■ Work required:
Some lines below hold "monkey". Pick them out and copy them.

____

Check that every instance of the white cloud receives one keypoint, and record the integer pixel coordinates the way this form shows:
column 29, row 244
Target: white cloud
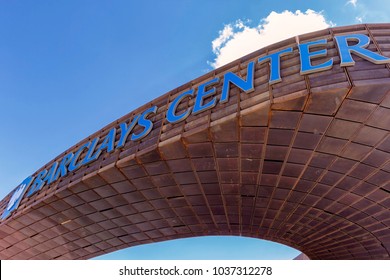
column 352, row 2
column 238, row 39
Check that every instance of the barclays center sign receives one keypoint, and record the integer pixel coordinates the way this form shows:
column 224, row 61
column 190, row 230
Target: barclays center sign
column 205, row 98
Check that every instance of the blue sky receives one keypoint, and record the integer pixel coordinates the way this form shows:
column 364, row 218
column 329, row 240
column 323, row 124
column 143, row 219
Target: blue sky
column 68, row 68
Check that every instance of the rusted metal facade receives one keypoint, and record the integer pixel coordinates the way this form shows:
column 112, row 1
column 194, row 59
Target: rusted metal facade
column 304, row 162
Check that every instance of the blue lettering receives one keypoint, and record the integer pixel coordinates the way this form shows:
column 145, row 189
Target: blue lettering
column 171, row 113
column 63, row 167
column 88, row 157
column 246, row 86
column 203, row 93
column 38, row 183
column 144, row 122
column 51, row 174
column 306, row 56
column 125, row 131
column 73, row 165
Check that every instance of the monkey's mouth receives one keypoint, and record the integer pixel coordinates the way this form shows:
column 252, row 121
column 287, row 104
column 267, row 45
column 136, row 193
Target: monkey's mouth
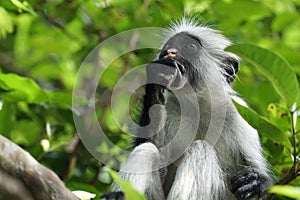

____

■ Response to the task:
Check that every instance of the monkey's mouth receives one keypoint, and record the integer pixel coordinates the way this form shows:
Target: monkey's mouth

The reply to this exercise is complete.